=== Selected passage ===
Without DCGM metrics, you're flying blind. With them, you can see memory pressure in real time, spot thermal issues before they cascade into latency spikes that affect your SLA, and catch XID errors before they affect production accuracy.

Deploying DCGM Exporter

The DCGM exporter runs as a DaemonSet in your Kubernetes cluster, collecting metrics from every GPU on every node.

yaml

apiVersion: v1
kind: ConfigMap
metadata:
  name: dcgm-exporter-config
  namespace: monitoring
data:
  default_counters.csv: |
    DCGM_FI_DEV_SM_CLOCK,1000,0
    DCGM_FI_DEV_GPU_CLOCK,0,1000
    DCGM_FI_DEV_MEMORY_CLOCK,0,1000
    DCGM_FI_DEV_GPU_UTIL,1000,0
    DCGM_FI_DEV_FB_USED,1000,0
    DCGM_FI_DEV_FB_FREE,1000,0
    DCGM_FI_DEV_GPU_TEMP,1000,0
    DCGM_FI_DEV_POWER_USAGE,1000,0
    DCGM_FI_DEV_PCIE_REPLAY_COUNTER,1000,0
    DCGM_FI_DEV_XID_ERRORS,1000,0
---
apiVersion: apps/v1
kind: DaemonSet
metadata:
  name: dcgm-exporter
  namespace: monitoring
spec:
  selector:
    matchLabels:
      app: dcgm-exporter
  template:
    metadata:
      labels:
        app: dcgm-exporter
    spec:
      nodeSelector:
        accelerator: nvidia-gpu
      tolerations:
        - effect: NoSchedule
          key: nvidia.com/gpu
          operator: Exists
      containers:
        - name: dcgm-exporter
          image: nvidia/dcgm-exporter:3.1.2-3.1.4-ubuntu20.04
          ports:
            - containerPort: 9400
              name: metrics
          securityContext:
            privileged: true
          volumeMounts:
            - name: pod-resources
              mountPath: /var/lib/kubelet/pod-resources
            - name: config
              mountPath: /etc/dcgm-exporter
          env:
            - name: DCGM_EXPORTER_INTERVAL
              value: "30000"

=== Data supplied ===
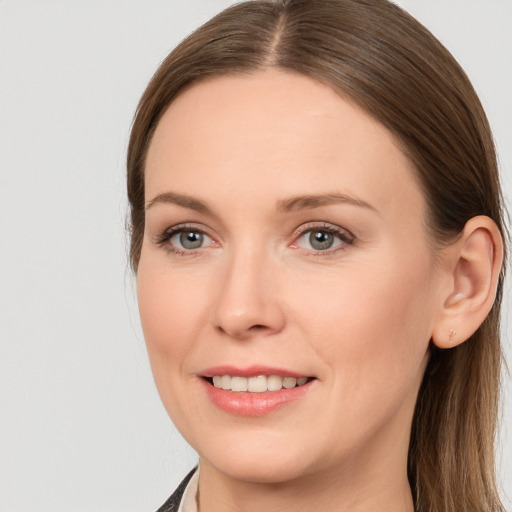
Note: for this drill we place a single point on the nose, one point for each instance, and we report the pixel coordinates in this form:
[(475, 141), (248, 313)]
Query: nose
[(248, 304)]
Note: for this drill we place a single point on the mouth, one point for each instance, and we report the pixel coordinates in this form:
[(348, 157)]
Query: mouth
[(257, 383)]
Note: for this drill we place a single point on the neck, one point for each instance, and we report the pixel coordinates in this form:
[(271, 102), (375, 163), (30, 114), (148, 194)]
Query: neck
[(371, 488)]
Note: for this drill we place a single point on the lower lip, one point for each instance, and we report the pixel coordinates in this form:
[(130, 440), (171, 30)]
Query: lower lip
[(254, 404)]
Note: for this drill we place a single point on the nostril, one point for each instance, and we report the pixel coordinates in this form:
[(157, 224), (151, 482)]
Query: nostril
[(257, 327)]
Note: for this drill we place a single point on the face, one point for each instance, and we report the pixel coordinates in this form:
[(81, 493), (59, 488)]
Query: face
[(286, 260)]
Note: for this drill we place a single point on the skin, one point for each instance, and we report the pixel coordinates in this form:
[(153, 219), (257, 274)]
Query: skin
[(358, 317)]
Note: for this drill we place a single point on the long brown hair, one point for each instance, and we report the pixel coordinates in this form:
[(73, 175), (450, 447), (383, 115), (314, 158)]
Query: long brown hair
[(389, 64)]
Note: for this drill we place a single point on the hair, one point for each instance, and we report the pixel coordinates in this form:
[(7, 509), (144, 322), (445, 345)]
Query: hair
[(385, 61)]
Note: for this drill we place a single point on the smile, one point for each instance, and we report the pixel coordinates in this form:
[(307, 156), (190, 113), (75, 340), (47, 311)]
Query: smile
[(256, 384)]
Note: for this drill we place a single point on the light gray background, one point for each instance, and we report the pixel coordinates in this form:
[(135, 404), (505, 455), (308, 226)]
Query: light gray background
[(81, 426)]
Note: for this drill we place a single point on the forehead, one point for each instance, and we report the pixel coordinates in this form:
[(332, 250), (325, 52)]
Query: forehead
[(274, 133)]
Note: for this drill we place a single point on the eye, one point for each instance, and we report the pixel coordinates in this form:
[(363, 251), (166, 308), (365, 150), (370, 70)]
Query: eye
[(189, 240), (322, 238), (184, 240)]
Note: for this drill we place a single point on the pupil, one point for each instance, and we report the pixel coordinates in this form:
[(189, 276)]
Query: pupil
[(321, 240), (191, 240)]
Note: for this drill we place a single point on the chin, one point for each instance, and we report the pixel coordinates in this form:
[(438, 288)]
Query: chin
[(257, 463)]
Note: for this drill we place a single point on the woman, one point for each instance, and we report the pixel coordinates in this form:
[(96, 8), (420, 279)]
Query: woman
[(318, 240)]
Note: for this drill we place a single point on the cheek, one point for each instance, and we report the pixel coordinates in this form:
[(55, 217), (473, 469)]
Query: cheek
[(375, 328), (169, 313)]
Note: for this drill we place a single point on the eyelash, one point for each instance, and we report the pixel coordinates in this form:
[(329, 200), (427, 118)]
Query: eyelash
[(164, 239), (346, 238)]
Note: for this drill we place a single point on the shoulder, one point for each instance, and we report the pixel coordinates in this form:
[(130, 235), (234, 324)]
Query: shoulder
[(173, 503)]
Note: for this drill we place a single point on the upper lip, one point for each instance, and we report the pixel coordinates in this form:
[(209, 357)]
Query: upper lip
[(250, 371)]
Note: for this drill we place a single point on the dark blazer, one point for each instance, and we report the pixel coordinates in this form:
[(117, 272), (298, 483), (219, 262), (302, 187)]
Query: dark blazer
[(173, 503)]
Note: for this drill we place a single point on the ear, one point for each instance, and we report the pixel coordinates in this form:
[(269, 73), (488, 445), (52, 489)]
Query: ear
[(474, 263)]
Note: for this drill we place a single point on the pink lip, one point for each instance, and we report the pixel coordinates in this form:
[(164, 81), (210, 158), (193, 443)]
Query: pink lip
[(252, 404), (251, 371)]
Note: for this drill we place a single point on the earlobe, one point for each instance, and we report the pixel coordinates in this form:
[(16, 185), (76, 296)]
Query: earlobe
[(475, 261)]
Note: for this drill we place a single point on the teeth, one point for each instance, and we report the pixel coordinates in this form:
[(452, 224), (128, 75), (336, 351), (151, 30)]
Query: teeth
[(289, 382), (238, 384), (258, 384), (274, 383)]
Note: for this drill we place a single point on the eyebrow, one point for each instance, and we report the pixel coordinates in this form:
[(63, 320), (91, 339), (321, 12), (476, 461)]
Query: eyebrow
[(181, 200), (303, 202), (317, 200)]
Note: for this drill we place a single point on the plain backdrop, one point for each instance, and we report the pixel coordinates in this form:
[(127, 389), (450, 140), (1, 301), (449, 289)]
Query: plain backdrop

=== Written exercise A ===
According to the DCGM exporter passage, which kind of Kubernetes object does the exporter run as?
=== Written exercise B ===
Lay out the entries as a Markdown table, from their first line through the line holding "[(371, 488)]", inclusive. Use the columns Row and Line, skip blank lines, and leave the pictures out.

=== Exercise output A ===
A DaemonSet.

=== Exercise output B ===
| Row | Line |
|---|---|
| 1 | Note: for this drill we place a single point on the nose, one point for each instance, and we report the pixel coordinates in this form: |
| 2 | [(475, 141), (248, 313)] |
| 3 | Query: nose |
| 4 | [(248, 304)] |
| 5 | Note: for this drill we place a single point on the mouth, one point for each instance, and we report the pixel coordinates in this form: |
| 6 | [(348, 157)] |
| 7 | Query: mouth |
| 8 | [(257, 383)] |
| 9 | Note: for this drill we place a single point on the neck, one point for each instance, and we report the pixel coordinates in this form: |
| 10 | [(271, 102), (375, 163), (30, 114), (148, 194)] |
| 11 | Query: neck |
| 12 | [(371, 488)] |